▶ WORK TO BE COMPLETED:
Nothing but the line with "Practice. Identify the flower" and the lines after it, through the end of the records below, is to be repeated, exactly as it is.

▶ GIVEN ENTRIES:
○ ○ ○

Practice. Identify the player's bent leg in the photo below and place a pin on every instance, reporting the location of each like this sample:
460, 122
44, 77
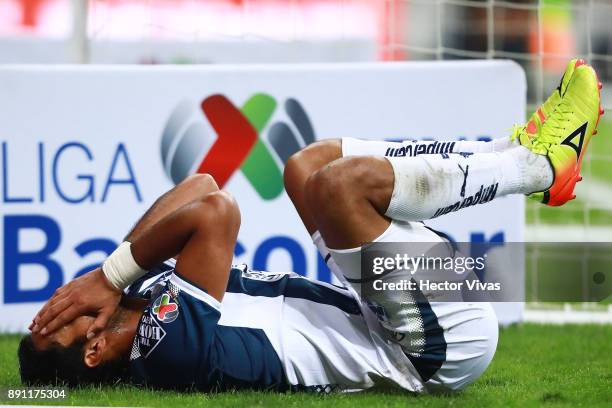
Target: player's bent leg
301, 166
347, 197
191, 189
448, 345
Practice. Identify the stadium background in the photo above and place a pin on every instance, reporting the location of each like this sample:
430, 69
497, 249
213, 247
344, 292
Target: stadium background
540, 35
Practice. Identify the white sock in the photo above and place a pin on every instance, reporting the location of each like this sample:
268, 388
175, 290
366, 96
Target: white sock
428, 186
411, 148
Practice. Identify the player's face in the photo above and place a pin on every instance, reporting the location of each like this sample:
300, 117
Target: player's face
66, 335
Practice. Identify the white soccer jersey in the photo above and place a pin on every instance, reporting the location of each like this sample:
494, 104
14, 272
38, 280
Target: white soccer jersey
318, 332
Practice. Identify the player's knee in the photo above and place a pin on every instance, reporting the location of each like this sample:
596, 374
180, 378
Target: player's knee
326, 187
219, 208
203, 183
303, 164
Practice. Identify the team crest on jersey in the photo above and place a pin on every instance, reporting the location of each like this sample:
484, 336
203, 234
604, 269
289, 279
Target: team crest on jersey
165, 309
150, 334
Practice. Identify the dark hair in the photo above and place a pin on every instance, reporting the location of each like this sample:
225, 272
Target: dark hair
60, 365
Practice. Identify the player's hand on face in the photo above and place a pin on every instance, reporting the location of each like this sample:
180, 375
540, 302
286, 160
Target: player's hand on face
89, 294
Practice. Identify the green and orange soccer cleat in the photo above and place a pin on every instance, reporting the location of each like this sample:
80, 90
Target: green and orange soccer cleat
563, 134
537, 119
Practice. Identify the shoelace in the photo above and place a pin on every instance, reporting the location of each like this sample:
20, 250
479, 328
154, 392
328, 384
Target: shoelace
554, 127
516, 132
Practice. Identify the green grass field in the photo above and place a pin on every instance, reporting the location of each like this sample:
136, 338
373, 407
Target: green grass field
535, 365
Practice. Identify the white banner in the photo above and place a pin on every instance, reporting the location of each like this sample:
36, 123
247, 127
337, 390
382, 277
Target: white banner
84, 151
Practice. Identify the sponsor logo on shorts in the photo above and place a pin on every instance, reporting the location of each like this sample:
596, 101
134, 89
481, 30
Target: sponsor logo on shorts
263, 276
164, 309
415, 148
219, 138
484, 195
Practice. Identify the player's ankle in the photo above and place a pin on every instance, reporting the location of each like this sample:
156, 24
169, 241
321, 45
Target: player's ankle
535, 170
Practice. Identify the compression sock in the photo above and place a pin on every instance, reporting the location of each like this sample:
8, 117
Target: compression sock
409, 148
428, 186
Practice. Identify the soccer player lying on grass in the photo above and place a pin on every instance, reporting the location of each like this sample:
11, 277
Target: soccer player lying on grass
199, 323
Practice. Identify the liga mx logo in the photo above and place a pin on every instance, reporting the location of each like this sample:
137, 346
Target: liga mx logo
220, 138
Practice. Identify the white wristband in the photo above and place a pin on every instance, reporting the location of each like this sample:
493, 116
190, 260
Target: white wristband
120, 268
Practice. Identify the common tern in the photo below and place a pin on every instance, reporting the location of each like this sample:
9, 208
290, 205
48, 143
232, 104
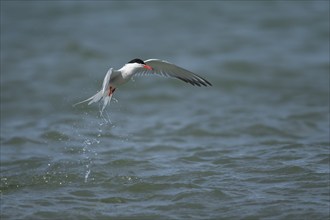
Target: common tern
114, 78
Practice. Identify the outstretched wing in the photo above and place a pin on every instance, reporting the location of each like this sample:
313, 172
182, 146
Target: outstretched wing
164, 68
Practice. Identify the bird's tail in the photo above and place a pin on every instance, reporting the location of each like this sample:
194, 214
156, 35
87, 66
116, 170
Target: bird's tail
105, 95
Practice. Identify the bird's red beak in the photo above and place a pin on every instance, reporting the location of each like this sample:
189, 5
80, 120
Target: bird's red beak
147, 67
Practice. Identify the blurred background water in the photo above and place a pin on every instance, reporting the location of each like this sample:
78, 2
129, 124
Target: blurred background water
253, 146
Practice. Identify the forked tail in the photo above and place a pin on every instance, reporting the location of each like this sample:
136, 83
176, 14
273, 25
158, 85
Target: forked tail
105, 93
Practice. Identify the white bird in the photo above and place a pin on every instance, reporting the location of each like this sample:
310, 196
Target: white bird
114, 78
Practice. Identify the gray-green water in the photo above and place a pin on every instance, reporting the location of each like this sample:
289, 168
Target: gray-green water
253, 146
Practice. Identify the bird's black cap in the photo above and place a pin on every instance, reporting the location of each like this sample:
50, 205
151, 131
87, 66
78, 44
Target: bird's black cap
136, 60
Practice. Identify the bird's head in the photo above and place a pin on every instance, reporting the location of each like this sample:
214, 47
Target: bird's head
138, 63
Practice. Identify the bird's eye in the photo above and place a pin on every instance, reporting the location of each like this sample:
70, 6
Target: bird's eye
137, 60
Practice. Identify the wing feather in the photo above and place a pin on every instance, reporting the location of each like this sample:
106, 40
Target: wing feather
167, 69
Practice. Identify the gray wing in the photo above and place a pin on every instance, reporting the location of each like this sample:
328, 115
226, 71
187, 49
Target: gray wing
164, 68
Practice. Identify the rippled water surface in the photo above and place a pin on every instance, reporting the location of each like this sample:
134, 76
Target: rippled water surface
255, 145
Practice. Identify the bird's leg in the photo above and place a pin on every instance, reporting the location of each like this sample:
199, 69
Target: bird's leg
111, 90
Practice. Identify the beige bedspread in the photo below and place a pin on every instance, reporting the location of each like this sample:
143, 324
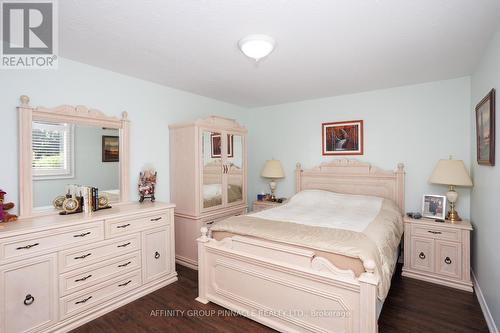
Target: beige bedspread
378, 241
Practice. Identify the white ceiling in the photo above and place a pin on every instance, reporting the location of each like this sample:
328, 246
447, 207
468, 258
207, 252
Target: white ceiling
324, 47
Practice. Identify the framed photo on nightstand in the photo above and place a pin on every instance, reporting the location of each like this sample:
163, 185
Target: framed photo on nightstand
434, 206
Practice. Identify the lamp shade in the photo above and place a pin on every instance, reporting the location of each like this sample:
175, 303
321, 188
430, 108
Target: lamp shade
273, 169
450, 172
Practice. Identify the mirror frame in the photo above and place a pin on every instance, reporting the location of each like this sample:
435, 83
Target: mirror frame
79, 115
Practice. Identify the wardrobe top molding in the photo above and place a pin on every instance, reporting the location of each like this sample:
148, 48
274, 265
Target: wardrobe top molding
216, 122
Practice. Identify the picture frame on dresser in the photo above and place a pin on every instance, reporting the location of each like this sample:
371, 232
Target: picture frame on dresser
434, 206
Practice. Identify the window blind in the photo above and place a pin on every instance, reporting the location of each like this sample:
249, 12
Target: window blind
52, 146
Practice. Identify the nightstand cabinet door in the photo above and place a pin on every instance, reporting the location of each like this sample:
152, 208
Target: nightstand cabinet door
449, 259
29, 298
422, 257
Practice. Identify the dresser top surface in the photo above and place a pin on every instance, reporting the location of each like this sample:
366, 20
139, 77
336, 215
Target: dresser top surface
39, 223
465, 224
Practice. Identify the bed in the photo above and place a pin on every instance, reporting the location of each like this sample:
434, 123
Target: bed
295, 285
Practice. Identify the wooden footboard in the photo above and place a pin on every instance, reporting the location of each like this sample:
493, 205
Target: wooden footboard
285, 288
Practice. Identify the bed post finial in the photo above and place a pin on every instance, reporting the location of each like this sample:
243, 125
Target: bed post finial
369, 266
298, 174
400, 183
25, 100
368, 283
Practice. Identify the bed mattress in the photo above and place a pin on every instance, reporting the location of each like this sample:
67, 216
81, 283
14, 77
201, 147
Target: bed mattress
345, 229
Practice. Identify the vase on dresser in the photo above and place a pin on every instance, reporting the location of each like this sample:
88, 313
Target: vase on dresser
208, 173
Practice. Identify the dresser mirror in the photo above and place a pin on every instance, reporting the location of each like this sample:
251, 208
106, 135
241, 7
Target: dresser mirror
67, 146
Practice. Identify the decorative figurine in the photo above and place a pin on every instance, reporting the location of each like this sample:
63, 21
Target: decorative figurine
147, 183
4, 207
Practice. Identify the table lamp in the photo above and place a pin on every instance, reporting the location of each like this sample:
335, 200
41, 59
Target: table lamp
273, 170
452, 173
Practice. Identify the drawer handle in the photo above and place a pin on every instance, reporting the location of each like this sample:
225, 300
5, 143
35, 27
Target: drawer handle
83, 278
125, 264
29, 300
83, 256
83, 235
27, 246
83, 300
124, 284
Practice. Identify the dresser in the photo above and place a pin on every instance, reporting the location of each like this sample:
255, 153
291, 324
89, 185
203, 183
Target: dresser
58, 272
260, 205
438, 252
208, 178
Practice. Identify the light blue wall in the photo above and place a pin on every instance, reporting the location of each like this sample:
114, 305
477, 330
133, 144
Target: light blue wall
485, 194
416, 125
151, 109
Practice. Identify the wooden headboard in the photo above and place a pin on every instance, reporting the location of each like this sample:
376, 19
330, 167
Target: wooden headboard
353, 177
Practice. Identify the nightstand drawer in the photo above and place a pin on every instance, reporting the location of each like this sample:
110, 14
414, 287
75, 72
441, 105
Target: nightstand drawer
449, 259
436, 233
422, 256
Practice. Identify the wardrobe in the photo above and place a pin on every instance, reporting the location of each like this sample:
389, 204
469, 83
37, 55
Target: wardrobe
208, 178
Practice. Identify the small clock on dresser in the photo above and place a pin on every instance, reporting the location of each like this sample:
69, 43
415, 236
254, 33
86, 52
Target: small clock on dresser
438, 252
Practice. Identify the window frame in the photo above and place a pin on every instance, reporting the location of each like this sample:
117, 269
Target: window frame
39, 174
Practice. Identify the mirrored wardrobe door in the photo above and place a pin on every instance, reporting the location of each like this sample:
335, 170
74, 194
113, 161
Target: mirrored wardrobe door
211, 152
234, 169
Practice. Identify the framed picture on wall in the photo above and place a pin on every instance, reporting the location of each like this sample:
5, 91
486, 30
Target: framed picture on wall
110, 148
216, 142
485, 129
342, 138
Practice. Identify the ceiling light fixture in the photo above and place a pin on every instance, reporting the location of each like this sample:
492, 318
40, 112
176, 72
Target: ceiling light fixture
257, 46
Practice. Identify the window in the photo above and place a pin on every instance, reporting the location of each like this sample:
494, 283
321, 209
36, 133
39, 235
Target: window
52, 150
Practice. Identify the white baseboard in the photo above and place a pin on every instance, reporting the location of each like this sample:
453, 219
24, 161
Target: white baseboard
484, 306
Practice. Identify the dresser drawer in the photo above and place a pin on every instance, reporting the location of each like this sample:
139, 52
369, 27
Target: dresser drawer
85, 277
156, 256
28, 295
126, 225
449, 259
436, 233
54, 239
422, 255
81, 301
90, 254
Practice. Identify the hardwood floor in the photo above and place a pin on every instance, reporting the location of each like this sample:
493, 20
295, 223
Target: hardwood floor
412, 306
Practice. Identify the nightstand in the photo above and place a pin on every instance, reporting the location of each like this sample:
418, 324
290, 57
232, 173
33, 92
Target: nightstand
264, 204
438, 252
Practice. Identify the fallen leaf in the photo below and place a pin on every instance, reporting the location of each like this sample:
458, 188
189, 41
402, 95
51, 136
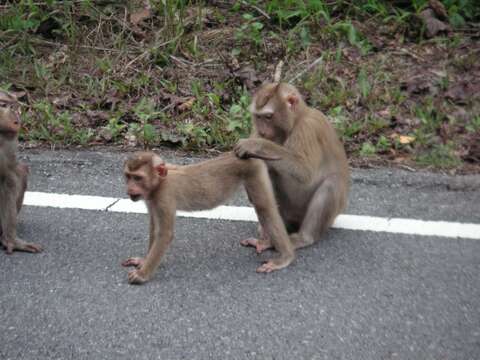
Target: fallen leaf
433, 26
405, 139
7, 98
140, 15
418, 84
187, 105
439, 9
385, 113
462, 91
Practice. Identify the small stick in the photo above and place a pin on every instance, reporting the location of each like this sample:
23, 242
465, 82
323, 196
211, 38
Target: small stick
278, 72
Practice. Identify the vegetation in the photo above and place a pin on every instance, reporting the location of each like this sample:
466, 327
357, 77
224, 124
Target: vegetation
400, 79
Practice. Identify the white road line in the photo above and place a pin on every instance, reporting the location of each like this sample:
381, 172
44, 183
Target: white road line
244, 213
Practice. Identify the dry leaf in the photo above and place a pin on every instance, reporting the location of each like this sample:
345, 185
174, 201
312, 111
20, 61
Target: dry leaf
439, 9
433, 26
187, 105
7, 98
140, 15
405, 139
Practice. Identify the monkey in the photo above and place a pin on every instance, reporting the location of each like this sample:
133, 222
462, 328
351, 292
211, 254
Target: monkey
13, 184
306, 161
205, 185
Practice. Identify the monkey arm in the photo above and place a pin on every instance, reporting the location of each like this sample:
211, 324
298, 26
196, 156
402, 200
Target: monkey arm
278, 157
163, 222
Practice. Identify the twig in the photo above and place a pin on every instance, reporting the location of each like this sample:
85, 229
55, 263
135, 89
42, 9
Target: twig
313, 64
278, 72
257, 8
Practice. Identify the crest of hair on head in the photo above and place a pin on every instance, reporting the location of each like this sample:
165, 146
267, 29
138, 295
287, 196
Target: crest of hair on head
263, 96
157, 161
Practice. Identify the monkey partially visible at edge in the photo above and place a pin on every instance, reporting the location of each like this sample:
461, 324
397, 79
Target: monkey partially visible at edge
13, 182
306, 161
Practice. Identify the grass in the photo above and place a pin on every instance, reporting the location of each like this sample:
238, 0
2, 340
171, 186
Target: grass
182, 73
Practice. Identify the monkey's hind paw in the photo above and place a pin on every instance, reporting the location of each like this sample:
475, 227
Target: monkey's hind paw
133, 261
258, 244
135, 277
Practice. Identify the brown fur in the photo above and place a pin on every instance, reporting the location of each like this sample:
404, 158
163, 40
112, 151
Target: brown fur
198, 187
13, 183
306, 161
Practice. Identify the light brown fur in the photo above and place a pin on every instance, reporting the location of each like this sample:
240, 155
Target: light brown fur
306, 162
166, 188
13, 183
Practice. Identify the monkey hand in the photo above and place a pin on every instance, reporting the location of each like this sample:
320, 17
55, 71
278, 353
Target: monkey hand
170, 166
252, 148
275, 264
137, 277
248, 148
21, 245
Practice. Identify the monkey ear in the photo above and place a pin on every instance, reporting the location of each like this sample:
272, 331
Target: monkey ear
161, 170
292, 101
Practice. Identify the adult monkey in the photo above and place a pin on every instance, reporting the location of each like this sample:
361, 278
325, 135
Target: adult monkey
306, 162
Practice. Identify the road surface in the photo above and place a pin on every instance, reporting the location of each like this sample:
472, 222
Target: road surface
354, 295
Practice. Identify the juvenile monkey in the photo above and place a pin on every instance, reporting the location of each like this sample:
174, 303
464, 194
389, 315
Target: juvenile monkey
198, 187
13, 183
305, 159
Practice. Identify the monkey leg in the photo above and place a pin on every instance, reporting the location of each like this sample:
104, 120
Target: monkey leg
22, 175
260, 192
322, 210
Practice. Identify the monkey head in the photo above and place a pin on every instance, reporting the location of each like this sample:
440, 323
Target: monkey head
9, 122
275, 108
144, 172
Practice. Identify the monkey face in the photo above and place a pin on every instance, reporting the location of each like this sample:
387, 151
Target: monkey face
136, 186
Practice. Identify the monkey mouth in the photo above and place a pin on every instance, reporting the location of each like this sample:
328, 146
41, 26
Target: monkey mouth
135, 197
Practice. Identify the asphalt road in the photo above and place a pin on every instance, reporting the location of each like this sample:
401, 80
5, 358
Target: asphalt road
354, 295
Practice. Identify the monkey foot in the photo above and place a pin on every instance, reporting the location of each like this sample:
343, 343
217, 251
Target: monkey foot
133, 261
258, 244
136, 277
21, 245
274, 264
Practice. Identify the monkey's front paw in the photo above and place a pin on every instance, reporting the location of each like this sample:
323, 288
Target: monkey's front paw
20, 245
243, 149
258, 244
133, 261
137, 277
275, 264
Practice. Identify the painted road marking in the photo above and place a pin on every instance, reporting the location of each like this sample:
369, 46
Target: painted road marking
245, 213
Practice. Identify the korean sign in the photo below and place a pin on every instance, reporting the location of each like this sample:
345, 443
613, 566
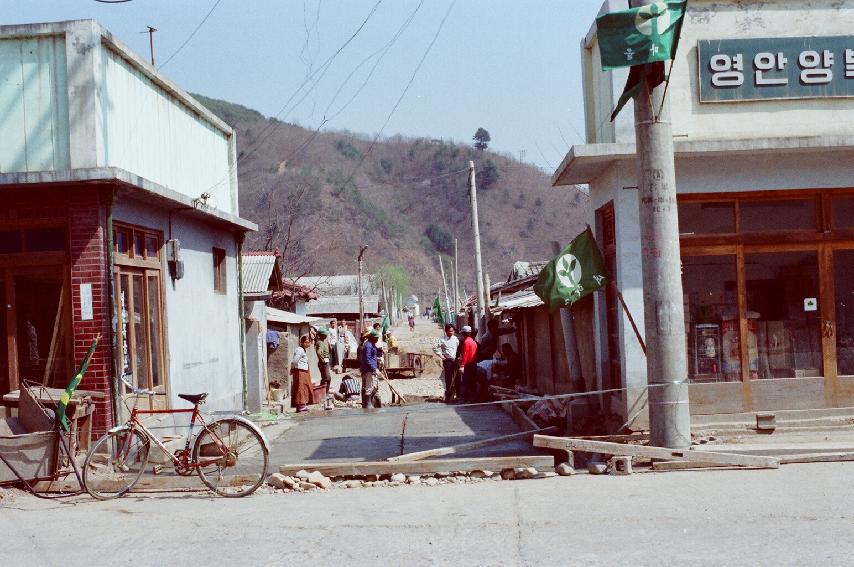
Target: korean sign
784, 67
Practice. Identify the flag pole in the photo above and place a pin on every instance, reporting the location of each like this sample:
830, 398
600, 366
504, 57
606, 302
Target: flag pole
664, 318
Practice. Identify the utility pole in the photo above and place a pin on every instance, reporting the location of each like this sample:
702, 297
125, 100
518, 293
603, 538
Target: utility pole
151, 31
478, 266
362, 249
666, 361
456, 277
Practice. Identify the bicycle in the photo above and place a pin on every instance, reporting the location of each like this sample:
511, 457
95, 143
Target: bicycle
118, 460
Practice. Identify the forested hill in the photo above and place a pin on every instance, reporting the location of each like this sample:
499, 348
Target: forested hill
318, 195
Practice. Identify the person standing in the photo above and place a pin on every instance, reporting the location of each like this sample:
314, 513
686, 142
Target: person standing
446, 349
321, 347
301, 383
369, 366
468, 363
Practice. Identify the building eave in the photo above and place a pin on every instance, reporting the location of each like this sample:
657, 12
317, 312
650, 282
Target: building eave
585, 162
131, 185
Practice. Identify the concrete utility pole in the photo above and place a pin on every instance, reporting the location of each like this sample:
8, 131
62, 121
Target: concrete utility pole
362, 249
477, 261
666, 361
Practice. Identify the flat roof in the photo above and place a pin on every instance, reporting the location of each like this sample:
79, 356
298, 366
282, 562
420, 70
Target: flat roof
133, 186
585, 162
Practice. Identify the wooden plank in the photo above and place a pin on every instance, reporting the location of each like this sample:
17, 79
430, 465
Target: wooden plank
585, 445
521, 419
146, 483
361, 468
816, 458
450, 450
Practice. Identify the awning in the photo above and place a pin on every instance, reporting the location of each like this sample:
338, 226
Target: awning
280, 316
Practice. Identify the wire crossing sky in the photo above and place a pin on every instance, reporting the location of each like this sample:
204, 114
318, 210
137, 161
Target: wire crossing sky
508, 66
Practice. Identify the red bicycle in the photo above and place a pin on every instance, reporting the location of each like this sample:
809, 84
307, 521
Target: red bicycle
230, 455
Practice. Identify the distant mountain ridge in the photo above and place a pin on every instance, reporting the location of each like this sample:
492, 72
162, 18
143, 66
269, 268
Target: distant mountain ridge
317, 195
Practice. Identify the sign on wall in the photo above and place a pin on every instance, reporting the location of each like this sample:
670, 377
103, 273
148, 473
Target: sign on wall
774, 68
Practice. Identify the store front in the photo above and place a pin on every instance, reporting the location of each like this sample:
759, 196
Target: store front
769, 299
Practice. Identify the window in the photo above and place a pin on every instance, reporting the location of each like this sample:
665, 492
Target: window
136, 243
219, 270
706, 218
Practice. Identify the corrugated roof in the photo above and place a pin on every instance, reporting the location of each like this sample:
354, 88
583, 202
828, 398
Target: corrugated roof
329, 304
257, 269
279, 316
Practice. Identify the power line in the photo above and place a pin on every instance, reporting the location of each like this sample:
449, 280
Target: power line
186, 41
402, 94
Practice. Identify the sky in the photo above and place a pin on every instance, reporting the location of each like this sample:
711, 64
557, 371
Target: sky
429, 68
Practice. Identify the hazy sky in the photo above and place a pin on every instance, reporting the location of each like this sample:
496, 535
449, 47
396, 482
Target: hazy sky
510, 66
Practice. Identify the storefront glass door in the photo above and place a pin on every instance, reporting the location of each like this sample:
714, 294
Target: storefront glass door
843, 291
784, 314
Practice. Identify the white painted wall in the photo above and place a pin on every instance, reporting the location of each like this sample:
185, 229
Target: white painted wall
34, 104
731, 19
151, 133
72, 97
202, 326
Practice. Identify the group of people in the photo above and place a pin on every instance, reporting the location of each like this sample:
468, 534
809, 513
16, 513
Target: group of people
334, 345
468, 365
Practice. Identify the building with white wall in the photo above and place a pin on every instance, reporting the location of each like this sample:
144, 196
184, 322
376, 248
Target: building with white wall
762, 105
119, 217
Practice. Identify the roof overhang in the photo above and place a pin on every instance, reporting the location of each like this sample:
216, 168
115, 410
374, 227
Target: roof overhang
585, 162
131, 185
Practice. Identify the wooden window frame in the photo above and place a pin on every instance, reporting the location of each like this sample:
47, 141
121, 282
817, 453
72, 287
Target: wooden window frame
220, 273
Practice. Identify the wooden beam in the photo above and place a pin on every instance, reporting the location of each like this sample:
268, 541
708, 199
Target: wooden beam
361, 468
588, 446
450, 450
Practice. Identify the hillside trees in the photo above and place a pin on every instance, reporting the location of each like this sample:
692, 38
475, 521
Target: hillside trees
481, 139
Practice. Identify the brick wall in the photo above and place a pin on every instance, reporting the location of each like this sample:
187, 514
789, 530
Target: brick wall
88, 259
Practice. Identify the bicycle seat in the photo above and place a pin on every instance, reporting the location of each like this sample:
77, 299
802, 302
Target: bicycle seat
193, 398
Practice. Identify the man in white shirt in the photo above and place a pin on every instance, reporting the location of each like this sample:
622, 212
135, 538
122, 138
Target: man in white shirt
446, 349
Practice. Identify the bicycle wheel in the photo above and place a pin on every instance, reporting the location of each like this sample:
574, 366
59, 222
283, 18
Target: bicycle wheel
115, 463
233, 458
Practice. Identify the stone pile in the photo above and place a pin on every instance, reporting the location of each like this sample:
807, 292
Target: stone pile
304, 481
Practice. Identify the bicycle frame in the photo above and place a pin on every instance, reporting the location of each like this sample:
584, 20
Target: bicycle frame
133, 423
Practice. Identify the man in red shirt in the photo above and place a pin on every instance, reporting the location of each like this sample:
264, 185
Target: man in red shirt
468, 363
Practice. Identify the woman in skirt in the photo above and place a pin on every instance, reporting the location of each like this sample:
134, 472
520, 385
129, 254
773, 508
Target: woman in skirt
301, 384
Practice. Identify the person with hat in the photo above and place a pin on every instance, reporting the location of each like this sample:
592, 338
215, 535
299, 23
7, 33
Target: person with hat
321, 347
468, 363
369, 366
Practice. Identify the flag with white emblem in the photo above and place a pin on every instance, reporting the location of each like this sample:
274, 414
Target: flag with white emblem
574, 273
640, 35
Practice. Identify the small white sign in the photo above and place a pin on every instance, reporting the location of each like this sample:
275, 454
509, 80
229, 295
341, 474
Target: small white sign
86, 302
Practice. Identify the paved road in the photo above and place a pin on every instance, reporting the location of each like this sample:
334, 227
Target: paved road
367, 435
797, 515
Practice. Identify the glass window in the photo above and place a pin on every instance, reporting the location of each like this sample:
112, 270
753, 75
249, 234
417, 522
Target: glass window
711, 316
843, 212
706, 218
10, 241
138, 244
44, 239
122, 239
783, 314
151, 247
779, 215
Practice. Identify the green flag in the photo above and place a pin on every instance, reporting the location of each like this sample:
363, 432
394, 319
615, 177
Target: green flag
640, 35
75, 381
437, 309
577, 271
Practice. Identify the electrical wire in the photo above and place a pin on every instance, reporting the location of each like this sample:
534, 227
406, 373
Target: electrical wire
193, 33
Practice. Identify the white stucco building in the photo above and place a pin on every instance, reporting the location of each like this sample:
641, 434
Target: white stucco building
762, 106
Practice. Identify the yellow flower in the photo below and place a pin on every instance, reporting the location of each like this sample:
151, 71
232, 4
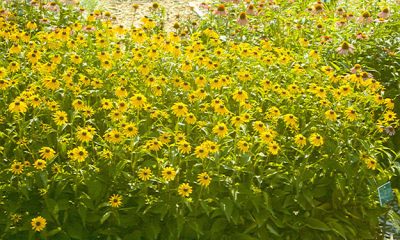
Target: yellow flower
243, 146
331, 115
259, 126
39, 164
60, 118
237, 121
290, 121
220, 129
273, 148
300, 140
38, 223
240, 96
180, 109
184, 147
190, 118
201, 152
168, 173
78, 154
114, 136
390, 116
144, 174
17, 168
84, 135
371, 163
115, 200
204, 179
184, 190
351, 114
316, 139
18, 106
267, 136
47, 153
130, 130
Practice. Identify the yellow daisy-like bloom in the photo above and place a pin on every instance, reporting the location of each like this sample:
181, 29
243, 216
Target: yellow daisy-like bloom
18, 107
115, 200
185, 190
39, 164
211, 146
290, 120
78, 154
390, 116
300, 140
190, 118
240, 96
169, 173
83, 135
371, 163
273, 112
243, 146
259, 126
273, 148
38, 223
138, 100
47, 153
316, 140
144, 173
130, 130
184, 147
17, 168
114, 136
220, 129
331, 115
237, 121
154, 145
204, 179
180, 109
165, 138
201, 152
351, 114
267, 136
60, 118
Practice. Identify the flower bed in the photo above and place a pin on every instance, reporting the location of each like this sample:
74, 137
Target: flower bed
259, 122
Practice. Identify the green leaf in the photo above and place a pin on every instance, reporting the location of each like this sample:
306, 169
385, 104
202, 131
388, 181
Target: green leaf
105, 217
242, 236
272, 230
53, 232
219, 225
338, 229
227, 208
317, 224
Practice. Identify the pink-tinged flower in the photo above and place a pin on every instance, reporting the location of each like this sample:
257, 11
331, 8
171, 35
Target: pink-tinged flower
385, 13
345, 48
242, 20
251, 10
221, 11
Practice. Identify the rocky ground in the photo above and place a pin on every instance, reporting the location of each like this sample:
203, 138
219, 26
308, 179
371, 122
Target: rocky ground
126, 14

○ ○ ○

▶ WRITTEN ANSWER:
Practice. Identify the flower bed in the photo above and place a pin on every instance, reporting the location of each like this sample:
74, 137
Target: flower bed
259, 122
Practice. Identify the green leaf in the photo above and place a pin on every instance, reporting the location of each like this sample:
306, 169
385, 104
202, 131
388, 181
Target: green leaf
105, 217
242, 236
272, 230
53, 232
219, 225
338, 229
227, 208
317, 224
Practice. Identify the pink-tinged flower in the photo above and place a pin on every instance, reporting the location of each like this sample:
257, 11
331, 8
171, 35
Target: pink-tinged flower
385, 13
345, 48
242, 20
251, 10
221, 11
Practice. Identify the rocky ground in the photo above and place a pin on every instance, reporting the location of each like this sample:
203, 138
219, 26
308, 179
371, 122
Target: rocky ground
126, 14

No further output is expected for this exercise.